§ **Given exercise 1**
In the listing, change "tail light" to "brake light" in the lines from the one containing "If you could identify the driver" through the end of the listing, and return only those lines with nothing else altered.

§ **Text segment**

---*---

Jaime Peterson

Personal information
- Born: September 29, 1971 (age 54) New York City, New York, U.S.
- Nationality: Dominican / American
- Listed height: 2.06 m (6 ft 9 in)
- Listed weight: 106 kg (234 lb)

Career information
- High school: Louis D. Brandeis (New York City, New York); Glen Mills (Glen Mills, Pennsylvania); Maine Central Institute (Pittsfield, Maine);
- College: Champlain College (1991–1993); Pittsburgh (1993–1995);
- NBA draft: 1995: undrafted
- Playing career: 1995–2009
- Position: Power forward / center

Career history
- 1995–1996: BCM Gravelines
- 1997: Panteras de Miranda
- 1997–1998: JL Bourg-en-Bresse
- 1998: Obras Sanitarias
- 1999: San Carlos
- 1999: Atléticos de San Germán
- 1999: Mauricio Báez
- 2000: Connecticut Pride
- 2000: Mauricio Báez
- 2000: San Carlos
- 2000–2001: Brest
- 2001: Plasencia
- 2001: Mauricio Báez
- 2001: Regatas San Nicolás
- 2001: Goes
- 2001–2002: Guadalajara
- 2002: CB Naco
- 2002–2003: Universidad Complutense
- 2003–2004: Virtus Ragusa
- 2004–2005: STB Le Havre
- 2005–2006: Rouen
- 2006: Marineros de Puerto Plata
- 2006–2007: León
- 2007–2008: Gandía
- 2008–2009: León

Career highlights
- Liga Española de Baloncesto MVP (2003); Second-team All-Big East (1995);

= Jaime Peterson =

Dominican basketball player

Jaime Peterson (born September 29, 1971) is a Dominican-American former professional basketball player. A forward-center, he was born in New York City to Dominican parents. After playing for three different high schools, including a postgraduate year at Maine Central Institute, Peterson played two seasons in the junior college circuit with Champlain College in Vermont before playing in the NCAA Division I with the Pittsburgh Panthers. He went undrafted in the 1995 NBA draft, and he started his professional career in France. In 2003 he was named the Most Valuable Player of the Liga Española de Baloncesto, the second tier of Spanish basketball. He played for the Dominican Republic national team from 1995 to 2005, and he won the silver medal at the 1995 and 2003 editions of Centrobasket.

---*---

§ **Given exercise 2**
Write a continuation of the Jaime Peterson biography that picks up after its final sentence.

---*---

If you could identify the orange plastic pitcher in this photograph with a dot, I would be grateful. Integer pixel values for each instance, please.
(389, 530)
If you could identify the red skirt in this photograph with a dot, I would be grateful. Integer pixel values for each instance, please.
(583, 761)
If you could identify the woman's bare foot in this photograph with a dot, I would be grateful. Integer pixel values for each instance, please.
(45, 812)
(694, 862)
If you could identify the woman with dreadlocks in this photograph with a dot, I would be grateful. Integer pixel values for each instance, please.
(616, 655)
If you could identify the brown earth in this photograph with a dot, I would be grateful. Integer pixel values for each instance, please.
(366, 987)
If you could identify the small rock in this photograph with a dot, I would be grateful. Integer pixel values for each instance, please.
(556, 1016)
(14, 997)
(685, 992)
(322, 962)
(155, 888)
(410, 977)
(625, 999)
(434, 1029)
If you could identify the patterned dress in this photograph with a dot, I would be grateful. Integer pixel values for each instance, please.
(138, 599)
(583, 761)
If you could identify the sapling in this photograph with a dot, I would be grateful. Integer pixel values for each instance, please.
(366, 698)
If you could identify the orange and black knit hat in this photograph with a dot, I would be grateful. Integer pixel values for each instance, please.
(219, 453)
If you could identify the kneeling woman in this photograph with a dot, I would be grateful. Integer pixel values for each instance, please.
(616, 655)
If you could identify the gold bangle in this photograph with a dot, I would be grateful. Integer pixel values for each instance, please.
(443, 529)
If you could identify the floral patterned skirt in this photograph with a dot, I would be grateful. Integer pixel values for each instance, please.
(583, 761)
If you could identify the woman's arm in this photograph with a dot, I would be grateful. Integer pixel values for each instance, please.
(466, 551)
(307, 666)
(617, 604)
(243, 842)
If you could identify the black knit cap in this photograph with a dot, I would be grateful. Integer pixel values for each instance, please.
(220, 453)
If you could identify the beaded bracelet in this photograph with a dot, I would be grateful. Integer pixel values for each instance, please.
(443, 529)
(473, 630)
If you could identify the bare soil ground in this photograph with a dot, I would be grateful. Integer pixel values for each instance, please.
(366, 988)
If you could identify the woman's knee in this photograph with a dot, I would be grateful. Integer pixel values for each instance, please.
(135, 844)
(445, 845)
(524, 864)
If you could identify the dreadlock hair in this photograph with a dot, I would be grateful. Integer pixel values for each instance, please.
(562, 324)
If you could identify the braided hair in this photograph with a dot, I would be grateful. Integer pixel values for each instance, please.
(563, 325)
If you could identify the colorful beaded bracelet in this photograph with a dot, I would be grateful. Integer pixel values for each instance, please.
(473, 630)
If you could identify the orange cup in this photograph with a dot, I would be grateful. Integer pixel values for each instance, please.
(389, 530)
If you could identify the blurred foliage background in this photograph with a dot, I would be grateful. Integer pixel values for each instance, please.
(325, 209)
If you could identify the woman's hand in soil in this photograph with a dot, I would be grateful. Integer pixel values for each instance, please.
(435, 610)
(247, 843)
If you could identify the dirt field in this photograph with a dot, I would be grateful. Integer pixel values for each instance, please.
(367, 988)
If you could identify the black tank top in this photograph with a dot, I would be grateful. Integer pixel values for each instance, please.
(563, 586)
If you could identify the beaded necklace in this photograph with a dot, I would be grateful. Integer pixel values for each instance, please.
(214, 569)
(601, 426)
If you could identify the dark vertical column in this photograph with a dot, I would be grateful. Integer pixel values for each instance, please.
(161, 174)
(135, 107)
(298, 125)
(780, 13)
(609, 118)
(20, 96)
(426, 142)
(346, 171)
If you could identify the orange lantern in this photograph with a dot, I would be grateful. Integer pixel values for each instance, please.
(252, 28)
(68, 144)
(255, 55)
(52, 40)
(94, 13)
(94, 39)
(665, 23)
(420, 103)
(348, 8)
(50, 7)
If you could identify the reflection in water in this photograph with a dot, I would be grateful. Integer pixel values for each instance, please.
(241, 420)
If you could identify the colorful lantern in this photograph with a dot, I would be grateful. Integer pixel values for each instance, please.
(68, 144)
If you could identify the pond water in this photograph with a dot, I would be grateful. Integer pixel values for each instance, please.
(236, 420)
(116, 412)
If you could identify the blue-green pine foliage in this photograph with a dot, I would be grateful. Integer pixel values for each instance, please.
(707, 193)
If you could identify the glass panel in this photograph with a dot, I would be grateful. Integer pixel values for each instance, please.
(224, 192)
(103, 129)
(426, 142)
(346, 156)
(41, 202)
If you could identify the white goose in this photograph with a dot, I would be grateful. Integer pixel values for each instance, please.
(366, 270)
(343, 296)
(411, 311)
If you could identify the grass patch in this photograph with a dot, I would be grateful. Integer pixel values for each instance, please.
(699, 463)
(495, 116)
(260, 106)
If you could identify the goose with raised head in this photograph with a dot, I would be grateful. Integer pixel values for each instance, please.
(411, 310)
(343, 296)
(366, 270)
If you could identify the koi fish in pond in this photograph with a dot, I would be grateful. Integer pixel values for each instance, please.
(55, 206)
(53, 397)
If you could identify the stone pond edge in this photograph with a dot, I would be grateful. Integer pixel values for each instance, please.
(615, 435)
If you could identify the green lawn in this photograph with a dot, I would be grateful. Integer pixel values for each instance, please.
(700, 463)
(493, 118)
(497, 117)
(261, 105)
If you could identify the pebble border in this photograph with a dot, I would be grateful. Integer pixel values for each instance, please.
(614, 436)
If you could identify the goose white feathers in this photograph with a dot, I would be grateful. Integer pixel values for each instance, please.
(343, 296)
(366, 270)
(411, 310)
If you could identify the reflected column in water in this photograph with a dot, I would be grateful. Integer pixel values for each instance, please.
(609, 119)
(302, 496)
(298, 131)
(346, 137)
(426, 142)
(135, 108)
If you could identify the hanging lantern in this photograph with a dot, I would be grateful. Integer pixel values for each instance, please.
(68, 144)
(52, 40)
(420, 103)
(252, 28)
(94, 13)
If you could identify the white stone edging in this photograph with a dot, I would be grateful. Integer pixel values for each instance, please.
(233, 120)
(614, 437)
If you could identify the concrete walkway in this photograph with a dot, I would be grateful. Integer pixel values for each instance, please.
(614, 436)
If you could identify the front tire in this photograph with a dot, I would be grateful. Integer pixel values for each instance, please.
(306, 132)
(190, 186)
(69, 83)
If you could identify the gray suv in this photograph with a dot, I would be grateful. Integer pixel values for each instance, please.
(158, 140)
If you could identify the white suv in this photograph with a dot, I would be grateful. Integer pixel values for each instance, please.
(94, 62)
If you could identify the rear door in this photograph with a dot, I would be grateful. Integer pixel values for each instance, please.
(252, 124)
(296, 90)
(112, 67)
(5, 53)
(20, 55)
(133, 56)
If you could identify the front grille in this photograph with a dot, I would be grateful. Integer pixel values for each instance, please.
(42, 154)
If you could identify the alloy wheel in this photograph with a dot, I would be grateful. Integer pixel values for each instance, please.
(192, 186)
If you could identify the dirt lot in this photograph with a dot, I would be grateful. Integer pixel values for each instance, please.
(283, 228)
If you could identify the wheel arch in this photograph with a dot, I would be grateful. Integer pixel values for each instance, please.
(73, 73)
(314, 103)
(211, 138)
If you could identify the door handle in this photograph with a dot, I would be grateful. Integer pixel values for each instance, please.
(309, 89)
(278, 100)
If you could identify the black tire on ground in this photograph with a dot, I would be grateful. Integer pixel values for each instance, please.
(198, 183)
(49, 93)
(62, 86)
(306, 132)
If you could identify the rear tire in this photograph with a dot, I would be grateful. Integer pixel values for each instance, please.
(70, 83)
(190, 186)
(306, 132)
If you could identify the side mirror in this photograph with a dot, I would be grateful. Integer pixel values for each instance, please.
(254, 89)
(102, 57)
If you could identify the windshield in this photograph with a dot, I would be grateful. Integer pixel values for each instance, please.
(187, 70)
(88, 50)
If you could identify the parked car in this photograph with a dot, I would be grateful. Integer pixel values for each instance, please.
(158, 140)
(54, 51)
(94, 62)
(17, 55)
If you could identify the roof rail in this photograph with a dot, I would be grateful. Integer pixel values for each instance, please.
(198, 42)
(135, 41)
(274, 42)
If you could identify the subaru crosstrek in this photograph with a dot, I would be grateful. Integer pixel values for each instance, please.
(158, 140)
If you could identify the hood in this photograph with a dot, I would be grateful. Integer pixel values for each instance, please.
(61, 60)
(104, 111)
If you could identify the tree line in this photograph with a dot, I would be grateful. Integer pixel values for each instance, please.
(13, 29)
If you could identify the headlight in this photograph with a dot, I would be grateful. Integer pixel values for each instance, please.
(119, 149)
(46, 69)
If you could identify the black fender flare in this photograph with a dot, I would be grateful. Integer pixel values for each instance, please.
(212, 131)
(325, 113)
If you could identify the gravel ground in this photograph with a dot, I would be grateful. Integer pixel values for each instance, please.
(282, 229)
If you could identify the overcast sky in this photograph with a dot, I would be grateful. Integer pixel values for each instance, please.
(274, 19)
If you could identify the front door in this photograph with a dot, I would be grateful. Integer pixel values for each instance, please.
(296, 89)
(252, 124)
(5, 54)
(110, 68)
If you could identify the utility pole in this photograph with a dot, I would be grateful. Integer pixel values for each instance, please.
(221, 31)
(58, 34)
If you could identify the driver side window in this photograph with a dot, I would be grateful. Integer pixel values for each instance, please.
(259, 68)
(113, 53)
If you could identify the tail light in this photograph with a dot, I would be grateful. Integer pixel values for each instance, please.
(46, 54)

---*---

§ **Written response 1**
If you could identify the driver side window in this photograph with a dot, I would be grateful. Integer pixel values for each instance, please.
(259, 68)
(113, 53)
If you could identify the brake light in this photograph with a dot, I would be grateful. Integer pixel values for each instance, please.
(46, 54)

§ **Written response 2**
== High school career ==
Peterson was born in New York City to Luz and Jaime Sr., who had immigrated from the Dominican Republic. Peterson has five siblings, one brother and four sisters. At the age of 14, Peterson moved out of the family home and went to live with a friend, José Marte. He initially played baseball, but due to his height he turned to basketball at the age of 15. He played basketball at Louis D. Brandeis High School in Manhattan and later moved to Glen Mills Schools in Glen Mills, Pennsylvania. He then enrolled at Maine Central Institute in Pittsfield, Maine where he was part of a team with several other NCAA Division I prospects playing for coach Max Good. He played two seasons at Maine Central Institute, including a postgraduate year, with the team posting a 52–11 overall record over Peterson's stint there.

== College career ==
Peterson played his first two seasons of college eligibility at Champlain College in Burlington, Vermont. In his freshman year he was a second-team All-State selection by the Vermont College Men's Basketball Coaches Association after averaging 16.3 points per game. In November 1992, Peterson signed a National Letter of Intent to play for Pittsburgh from the 1993–94 season. He spent the 1992–93 season at Champlain, averaging 16.2 points and 12.5 rebounds per game.

Peterson arrived at Pittsburgh in late 1993. He played his first season as a reserve, starting 1 game out of 26, playing 332 total minutes (12.8 per game) under coach Paul Evans. He averaged 4.9 points, 3.5 rebounds and 0.7 blocks per game, ranking second on the team in blocks behind Eric Mobley.

Peterson showed significant improvement in his senior season. He was promoted in the starting lineup by newly appointed head coach Ralph Willard, and he started all 28 games of the season, playing 36.4 minutes per game (1,020 total). On December 19, 1994, he recorded a career-high 6 blocks against Duquesne; on January 11, 1995, he tied the mark with 6 blocks against UConn. On January 23, 1995, he was named Big East Player of the Week. On January 28, 1995, he had 21 points, 16 rebounds and 5 steals against Georgetown. At the end of the season, Peterson was the team leader in points (13.9), rebounds (9.4), steals (1.8) and blocks (2.5). His 70 blocks for the season were the 6th best single-season mark in Pittsburgh history, and still stand as such as of 2019. He also ranked second in the Big East in rebounding, after having led the conference for a part of the season. He was named in the NABC All-Region First Team, and in the All-Big East Second Team. He also took part in the NABC All-Star Game at the end of the season.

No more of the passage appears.